Work instructions:
Write out the entries, please, from the line containing "The service MUST place a point on the dark tree" through their final line, exactly and with nothing else.

Natural language region descriptions
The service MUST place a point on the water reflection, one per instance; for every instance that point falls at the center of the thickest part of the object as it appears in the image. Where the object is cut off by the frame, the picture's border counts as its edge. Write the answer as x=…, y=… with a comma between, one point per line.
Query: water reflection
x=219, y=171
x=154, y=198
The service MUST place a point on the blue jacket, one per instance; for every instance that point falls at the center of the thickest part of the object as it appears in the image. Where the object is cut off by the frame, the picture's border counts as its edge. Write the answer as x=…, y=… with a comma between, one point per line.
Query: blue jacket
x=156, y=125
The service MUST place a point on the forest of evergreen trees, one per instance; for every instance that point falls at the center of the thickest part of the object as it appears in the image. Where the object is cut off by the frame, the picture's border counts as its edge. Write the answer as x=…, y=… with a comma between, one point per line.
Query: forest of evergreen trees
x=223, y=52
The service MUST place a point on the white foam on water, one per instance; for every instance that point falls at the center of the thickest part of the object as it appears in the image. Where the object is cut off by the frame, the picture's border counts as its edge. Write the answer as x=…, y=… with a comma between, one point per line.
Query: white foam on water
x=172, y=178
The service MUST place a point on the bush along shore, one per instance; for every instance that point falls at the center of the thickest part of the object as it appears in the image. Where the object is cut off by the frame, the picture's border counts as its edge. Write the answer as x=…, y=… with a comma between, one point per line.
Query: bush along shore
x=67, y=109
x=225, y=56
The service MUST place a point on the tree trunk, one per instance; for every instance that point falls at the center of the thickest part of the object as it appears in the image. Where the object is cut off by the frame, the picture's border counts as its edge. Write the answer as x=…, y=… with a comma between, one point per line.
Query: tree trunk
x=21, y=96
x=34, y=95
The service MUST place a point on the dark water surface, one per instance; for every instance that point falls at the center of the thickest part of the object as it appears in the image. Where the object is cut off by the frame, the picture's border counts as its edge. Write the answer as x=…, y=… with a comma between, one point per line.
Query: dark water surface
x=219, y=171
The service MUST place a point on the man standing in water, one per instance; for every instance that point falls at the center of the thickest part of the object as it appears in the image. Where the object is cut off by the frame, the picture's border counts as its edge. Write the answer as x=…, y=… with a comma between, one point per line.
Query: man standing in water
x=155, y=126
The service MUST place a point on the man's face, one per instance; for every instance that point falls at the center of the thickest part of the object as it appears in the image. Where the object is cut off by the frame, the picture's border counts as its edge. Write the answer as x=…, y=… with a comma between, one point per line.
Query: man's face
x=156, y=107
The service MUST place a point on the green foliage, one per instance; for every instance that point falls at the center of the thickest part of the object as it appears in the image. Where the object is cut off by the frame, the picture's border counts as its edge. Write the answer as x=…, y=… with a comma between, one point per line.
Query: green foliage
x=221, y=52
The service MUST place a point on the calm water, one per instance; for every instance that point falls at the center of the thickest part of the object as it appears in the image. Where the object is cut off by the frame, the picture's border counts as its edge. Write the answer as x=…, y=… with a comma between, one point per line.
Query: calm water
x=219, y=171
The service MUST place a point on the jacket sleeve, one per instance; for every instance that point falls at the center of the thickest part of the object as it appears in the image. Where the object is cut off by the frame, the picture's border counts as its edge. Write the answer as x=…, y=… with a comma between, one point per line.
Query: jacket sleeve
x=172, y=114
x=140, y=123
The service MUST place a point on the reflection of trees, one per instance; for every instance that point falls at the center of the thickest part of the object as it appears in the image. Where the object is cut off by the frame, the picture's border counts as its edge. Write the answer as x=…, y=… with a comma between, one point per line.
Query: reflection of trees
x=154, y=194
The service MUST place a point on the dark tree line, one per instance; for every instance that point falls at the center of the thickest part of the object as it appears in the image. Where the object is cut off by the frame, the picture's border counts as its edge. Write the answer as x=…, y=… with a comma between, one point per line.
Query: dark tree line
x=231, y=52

Result for this exercise:
The service MUST place a point on the dark tree line, one per instance; for every instance that point falls at the center of the thickest part of the object as it appears in the image. Where the object is cut off by the frame, the picture's border counts as its edge. Write the answer as x=…, y=… with a comma between, one point per line.
Query: dark tree line
x=231, y=52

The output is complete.